- Task
Pull together every line in the records below that contains the word "wood". Case matters.

— begin —

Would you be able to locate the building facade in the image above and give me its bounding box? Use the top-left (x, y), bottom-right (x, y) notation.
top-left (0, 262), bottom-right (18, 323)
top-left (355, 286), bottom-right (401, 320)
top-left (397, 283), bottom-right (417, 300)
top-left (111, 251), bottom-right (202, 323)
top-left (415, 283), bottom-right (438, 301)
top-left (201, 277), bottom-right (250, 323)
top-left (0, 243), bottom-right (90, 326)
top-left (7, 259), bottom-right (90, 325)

— end —
— begin —

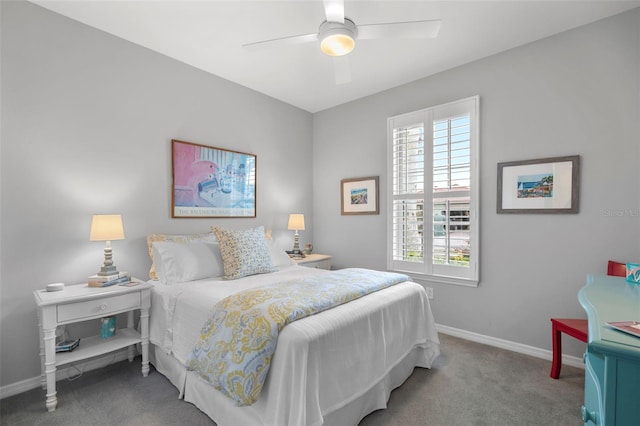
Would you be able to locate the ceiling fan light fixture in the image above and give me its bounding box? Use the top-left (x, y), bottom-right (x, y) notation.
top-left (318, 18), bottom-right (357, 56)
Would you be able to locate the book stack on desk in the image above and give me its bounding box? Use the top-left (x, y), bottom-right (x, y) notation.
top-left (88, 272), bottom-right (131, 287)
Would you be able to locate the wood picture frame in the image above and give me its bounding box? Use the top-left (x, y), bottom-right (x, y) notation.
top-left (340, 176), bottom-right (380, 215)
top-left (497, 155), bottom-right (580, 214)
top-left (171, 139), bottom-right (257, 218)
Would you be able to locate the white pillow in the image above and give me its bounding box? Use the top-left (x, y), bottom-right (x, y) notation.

— end —

- Answer to this task
Would you be able to locate the wood picture frame in the image above and give me its bounding box? Use the top-left (x, y), bottom-right (x, y) notation.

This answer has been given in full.